— Activity —
Decide whether each statement agrees with the passage about Lockard's advocacy trip, answering yes or no and quoting the words of the passage that decide it. 1. Lockard had been to Washington before this trip. 2. The RISE Act would require higher education institutions to accept learning difference designations from earlier in students' academic lives. 3. Education staffers in only one of the three offices agreed to consider the RISE Act.

Even with NCLD’s six months of coaching on legislative priorities and the basics of Capitol Hill advocacy, Lockard said the weight of his task hit him when he arrived in Washington and began to see familiar landmarks. “I’ve always been into politics, but it was my first time to be in DC,” he recalled. “Being there, I felt almost starstruck.”

NCLD tasked the young leaders to visit the offices of their hometown member of the House of Representatives and their state’s two Senators to seek their support for three legislative goals: co-sponsorship of the Respond, Innovate, Support and Empower (RISE) Act; full funding of the Individuals with Disabilities Education Act (IDEA), the federal law protecting students with learning differences and providing aid to their schools; and membership in the congressional dyslexia caucus. “It took a lot to make these meetings happen – they did that themselves,” said Robert T. Stephens, NCLD’s government relations director. “They had to navigate the place and the process. They made those asks themselves.”

Lockard’s story was compelling. His learning differences include attention deficit disorder, non-verbal learning disorder and processing speed issues due to a brain injury as a child. “Elementary school was fairly easy, middle school was doable – I was able to pass classes if I worked twice as hard,” he explained. In high school, “I was taking a very reduced course load. It looked like I was going to be in high school forever.” In addition, Lockard and his family believe his Individual Education Plan (IEP), required by American law to guide and guarantee the educational services provided to a student with learning differences, was changed by educators inappropriately and without the family’s consent.

Lockard said he tied his own experiences to the asks he made. The idea that his IEP could be tampered with was “a shocker” to Congressional aides, he recalled. Lockard said he always mentioned his time in high school. “When I said I don’t want people to spend seven years in high school like me, that resonated.”

Education staffers in all three offices agreed to consider the RISE Act, which would require higher education institutions to accept learning difference designations from earlier in students’ academic lives rather than forcing them to be re-evaluated (often at a cost of thousands of dollars that students must bear). Lockard said he has been fortunate that his school, Blackhawk College, has strong disability services, allowing him time extensions to complete work. Beyond the value of their stories and their lobbying in helping to shift the national conversation, the students’ participation was an opportunity to demonstrate leadership and to experience a sense of community that contrasts sharply with the marginalisation that students with learning differences often experience, Jones said.

— Supplied material —
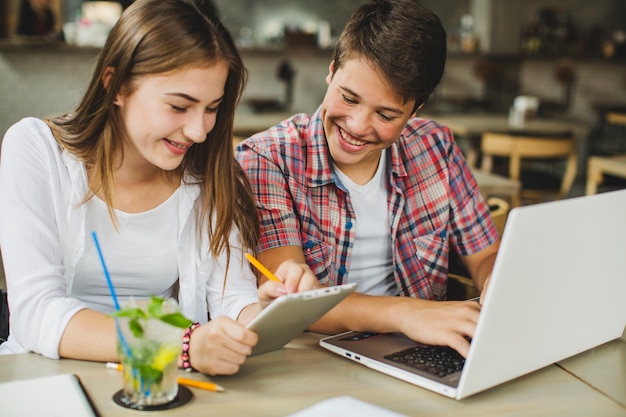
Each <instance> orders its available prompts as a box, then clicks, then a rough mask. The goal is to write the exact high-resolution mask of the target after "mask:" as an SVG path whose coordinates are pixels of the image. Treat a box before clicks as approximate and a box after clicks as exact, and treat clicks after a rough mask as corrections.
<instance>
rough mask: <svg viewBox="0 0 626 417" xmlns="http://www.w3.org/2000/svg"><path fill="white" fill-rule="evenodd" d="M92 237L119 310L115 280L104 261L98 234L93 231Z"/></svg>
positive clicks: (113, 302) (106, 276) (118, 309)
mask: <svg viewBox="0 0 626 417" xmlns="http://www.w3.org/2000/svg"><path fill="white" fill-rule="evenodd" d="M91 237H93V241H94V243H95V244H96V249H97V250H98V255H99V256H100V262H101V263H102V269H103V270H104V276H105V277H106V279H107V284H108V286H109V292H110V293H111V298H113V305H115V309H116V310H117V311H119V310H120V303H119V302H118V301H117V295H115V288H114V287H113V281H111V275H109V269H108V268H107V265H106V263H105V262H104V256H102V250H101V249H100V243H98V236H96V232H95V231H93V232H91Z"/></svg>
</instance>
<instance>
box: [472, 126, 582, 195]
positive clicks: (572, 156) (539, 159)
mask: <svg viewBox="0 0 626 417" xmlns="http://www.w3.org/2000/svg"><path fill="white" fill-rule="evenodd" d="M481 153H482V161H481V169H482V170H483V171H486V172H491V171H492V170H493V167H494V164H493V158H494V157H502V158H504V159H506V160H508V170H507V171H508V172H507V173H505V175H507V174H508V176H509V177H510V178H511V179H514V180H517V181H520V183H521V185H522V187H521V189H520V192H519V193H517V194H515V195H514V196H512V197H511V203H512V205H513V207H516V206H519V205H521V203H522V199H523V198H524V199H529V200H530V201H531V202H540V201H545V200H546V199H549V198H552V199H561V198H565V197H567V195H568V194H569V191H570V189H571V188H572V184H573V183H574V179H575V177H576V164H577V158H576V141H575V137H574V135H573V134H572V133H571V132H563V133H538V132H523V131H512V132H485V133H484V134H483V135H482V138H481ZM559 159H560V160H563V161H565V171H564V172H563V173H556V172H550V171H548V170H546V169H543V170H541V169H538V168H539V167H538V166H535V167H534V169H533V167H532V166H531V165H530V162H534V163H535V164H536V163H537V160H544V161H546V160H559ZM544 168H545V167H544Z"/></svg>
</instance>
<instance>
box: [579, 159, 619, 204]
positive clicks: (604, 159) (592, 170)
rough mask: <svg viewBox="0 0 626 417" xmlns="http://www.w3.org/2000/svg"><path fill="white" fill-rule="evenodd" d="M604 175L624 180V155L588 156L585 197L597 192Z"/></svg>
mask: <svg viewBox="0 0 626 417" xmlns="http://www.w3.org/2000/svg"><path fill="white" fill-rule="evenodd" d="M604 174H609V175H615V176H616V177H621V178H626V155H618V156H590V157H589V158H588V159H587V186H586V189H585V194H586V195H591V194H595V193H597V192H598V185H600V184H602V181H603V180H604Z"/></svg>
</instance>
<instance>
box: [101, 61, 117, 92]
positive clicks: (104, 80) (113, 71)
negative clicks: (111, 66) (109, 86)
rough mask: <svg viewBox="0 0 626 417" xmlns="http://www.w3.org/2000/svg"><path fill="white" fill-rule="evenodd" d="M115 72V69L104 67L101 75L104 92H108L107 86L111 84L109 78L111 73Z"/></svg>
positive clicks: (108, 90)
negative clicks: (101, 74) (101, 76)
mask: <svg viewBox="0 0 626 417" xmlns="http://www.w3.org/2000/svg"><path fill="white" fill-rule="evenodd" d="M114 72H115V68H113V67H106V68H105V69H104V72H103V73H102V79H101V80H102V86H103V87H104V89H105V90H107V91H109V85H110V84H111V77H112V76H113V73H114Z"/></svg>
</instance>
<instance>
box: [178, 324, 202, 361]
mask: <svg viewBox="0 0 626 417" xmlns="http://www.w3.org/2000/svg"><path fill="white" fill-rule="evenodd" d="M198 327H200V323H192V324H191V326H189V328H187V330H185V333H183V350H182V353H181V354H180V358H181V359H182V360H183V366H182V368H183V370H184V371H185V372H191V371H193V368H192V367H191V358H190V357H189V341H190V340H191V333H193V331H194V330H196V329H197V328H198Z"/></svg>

--

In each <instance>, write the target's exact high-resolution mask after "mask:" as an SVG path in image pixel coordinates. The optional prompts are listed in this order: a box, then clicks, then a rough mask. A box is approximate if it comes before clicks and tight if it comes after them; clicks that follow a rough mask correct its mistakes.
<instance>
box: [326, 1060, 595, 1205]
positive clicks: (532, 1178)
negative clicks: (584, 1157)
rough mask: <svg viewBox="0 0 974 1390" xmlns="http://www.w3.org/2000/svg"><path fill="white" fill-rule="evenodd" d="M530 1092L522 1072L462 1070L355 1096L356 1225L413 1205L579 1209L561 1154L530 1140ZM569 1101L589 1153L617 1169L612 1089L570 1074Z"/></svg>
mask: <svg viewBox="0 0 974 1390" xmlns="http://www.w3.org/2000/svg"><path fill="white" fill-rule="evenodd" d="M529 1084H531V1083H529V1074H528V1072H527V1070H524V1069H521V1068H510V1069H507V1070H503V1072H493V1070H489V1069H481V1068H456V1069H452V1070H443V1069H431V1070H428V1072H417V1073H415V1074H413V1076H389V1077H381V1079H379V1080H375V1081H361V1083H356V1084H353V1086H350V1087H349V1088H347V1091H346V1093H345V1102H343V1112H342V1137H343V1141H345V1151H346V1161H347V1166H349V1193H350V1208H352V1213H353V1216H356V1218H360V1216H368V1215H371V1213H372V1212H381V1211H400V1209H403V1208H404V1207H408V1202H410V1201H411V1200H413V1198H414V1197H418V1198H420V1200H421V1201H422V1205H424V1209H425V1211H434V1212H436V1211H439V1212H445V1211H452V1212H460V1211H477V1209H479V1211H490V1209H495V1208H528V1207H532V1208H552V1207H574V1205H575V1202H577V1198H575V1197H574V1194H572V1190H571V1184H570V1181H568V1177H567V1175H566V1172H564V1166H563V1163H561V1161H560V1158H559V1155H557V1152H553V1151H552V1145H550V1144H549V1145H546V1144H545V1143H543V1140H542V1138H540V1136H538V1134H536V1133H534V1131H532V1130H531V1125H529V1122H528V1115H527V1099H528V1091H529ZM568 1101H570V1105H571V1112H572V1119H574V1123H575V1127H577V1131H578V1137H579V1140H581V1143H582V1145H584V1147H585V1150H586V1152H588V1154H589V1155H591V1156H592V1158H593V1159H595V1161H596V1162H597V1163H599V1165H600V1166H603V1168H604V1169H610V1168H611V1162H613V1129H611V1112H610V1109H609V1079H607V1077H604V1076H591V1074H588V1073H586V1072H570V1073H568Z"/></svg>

==

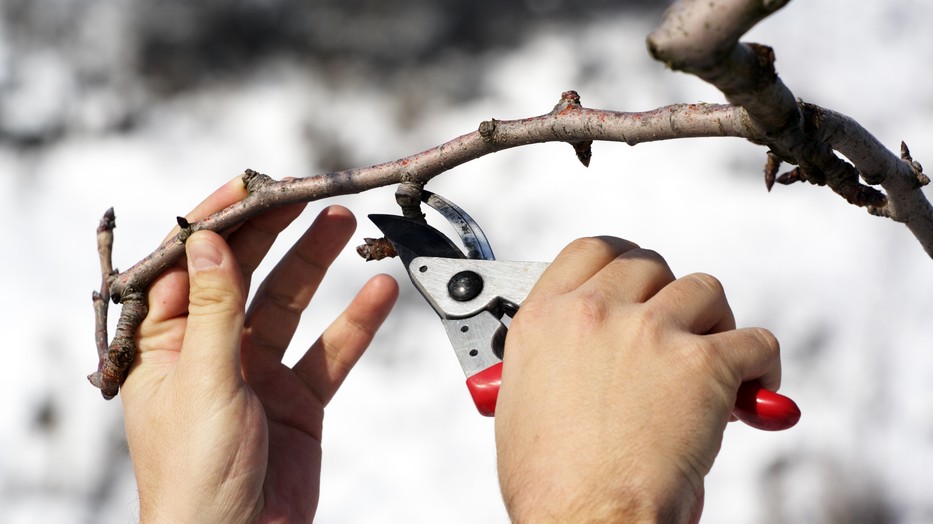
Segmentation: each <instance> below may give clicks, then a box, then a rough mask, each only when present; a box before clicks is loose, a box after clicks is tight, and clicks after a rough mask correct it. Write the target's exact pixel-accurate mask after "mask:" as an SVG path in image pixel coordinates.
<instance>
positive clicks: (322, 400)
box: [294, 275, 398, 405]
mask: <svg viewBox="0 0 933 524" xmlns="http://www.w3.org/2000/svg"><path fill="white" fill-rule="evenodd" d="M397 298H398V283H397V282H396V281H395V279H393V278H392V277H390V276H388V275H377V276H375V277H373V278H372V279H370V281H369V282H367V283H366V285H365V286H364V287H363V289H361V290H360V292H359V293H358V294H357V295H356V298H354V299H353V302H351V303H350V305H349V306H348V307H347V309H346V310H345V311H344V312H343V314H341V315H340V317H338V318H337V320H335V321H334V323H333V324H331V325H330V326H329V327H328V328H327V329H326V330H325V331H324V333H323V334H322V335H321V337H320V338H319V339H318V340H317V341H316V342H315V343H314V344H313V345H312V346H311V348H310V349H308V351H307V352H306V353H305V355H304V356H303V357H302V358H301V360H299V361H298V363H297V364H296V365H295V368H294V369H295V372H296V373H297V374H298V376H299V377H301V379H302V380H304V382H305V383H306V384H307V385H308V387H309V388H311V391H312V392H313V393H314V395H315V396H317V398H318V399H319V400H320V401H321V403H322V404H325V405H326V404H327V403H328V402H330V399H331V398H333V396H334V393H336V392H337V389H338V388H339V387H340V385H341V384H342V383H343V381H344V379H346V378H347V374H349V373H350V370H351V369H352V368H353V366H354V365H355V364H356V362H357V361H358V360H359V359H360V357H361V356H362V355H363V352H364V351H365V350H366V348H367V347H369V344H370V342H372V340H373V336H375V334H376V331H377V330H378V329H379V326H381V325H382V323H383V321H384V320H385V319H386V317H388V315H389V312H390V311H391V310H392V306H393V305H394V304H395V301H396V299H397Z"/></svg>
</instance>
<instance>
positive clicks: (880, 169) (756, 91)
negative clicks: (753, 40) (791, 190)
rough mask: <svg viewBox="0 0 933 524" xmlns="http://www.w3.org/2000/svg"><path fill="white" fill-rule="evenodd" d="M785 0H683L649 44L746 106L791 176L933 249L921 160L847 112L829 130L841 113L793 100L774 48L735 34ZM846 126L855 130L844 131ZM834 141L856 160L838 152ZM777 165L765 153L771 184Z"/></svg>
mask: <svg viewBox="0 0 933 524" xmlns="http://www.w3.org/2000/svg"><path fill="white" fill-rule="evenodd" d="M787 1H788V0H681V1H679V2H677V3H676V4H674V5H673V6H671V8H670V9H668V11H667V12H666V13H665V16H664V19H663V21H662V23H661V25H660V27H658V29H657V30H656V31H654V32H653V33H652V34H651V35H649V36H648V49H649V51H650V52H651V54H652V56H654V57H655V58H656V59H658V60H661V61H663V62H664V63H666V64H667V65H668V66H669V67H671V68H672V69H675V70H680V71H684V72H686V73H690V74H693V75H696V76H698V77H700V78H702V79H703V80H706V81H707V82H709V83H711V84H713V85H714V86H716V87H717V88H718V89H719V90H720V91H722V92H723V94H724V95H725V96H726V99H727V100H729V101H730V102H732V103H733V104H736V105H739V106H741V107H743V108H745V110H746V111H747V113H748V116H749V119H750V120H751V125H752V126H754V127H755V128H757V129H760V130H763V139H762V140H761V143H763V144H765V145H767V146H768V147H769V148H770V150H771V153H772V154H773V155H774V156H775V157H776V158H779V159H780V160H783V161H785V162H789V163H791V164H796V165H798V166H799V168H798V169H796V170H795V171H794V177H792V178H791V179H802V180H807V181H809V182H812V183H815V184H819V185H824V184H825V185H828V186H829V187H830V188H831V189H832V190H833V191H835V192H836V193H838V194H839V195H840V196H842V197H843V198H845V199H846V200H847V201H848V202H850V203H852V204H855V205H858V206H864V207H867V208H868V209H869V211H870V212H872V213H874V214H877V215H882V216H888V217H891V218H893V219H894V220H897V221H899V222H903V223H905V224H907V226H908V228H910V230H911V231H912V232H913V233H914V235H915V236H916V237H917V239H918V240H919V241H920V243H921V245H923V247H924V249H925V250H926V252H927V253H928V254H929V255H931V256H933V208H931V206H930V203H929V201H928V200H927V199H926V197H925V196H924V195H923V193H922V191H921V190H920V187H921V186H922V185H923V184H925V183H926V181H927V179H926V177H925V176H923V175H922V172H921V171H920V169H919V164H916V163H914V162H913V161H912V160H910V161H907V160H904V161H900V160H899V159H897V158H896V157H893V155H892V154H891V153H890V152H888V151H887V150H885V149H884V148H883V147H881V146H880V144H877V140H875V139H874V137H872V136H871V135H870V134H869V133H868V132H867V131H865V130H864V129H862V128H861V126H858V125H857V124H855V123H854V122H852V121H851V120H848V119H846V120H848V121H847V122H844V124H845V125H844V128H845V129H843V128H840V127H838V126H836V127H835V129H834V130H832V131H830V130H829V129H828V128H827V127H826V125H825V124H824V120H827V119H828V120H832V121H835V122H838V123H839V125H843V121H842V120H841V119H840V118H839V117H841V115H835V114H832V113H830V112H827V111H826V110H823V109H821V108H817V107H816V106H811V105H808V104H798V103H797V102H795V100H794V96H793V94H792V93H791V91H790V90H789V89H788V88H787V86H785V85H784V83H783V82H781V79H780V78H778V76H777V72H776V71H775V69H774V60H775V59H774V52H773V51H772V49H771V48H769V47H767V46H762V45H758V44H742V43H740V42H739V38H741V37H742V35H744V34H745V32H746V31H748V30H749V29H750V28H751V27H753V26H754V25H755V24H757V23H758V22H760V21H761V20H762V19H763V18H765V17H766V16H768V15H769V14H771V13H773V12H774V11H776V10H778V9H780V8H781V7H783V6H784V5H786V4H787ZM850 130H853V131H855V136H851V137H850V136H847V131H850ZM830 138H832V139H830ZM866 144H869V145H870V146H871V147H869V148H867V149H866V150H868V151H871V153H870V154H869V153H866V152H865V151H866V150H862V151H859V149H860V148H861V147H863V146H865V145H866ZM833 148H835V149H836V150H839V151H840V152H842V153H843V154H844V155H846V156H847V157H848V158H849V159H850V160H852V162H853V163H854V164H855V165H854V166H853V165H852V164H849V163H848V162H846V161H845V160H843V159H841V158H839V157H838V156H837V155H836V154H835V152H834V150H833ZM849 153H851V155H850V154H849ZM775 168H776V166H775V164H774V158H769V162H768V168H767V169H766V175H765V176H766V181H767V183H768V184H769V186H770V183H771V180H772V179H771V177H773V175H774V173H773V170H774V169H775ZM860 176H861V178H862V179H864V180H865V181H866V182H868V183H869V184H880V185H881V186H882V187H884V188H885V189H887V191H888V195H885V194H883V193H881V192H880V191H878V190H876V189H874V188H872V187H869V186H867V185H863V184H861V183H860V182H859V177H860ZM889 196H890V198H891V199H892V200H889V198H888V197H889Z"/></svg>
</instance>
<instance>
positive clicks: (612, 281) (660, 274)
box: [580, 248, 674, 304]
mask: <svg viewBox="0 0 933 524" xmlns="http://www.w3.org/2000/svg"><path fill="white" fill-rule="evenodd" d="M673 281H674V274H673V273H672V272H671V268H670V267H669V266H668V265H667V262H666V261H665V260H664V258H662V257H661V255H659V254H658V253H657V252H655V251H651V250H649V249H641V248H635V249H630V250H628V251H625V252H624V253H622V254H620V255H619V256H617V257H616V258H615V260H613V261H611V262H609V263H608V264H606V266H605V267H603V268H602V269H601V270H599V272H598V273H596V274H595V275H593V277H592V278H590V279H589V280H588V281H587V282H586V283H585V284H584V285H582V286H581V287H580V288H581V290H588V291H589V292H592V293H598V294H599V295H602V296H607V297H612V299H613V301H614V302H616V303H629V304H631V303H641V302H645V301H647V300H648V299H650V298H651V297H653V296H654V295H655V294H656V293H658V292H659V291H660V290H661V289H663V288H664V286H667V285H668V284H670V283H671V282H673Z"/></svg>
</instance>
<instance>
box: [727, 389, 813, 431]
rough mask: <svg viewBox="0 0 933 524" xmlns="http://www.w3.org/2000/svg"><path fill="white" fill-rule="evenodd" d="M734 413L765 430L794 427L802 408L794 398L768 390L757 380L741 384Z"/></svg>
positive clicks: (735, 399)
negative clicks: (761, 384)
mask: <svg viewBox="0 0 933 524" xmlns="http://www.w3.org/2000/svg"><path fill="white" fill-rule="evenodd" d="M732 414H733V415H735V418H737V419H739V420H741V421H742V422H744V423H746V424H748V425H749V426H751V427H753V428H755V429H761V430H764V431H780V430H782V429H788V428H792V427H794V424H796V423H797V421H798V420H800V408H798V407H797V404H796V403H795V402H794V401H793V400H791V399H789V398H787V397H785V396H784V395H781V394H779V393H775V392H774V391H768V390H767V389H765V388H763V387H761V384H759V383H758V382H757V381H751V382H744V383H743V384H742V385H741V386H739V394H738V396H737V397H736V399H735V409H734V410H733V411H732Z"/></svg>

— The answer —
1. No: "it was my first time to be in DC"
2. Yes: "would require higher education institutions to accept learning difference designations from earlier in students’ academic lives"
3. No: "Education staffers in all three offices agreed to consider the RISE Act"